Objective:
Collect each line of the material below that contains the word "seated". Letter case counts.

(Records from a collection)
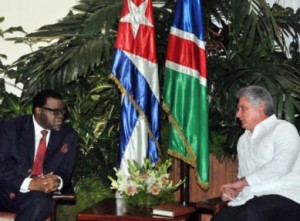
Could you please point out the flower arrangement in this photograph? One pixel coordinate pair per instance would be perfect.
(147, 184)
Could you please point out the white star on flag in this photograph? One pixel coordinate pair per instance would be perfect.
(136, 16)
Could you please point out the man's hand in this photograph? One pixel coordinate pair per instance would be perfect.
(231, 190)
(46, 183)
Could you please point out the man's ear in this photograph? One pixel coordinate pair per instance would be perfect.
(37, 111)
(262, 108)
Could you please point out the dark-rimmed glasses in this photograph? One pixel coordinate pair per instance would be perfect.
(57, 111)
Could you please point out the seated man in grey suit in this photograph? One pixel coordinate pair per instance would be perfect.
(37, 156)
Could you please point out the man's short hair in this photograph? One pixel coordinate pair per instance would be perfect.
(40, 99)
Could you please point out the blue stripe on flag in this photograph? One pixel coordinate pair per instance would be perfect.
(188, 17)
(134, 141)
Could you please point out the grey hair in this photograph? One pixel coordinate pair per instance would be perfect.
(258, 95)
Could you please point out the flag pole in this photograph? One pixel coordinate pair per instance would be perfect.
(184, 191)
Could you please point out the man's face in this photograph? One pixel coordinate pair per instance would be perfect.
(249, 115)
(51, 115)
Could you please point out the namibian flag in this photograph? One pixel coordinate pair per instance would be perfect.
(185, 92)
(135, 72)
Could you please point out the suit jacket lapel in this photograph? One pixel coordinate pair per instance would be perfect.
(27, 139)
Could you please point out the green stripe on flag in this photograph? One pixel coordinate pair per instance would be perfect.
(185, 101)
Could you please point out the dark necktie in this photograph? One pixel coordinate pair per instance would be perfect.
(40, 155)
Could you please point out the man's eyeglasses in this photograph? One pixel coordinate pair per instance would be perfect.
(56, 112)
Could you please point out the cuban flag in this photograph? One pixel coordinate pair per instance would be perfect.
(135, 71)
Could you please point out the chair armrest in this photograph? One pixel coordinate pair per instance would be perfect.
(66, 196)
(212, 205)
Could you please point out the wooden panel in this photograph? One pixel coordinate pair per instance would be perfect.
(220, 173)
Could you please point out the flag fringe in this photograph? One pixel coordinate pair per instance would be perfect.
(192, 160)
(138, 108)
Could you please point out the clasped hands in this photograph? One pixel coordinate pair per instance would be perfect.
(231, 190)
(46, 183)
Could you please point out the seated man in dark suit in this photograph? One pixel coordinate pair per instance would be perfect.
(37, 156)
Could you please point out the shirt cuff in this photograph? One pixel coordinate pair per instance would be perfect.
(252, 179)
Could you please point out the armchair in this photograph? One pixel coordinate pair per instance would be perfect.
(67, 196)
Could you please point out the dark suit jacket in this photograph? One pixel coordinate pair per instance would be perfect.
(17, 152)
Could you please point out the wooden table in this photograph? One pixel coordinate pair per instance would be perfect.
(115, 209)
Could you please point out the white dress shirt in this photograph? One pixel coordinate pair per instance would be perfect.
(269, 159)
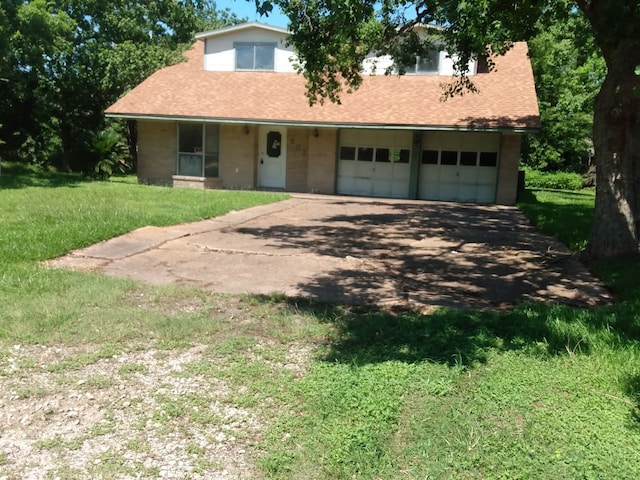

Final result:
Could you please point out the seated man in grey suit in this photograph? One pixel coordinate pair per instance would be perfect.
Could you please point out the seated man in dark suit in this photograph? One pixel coordinate pair per instance would be perfect.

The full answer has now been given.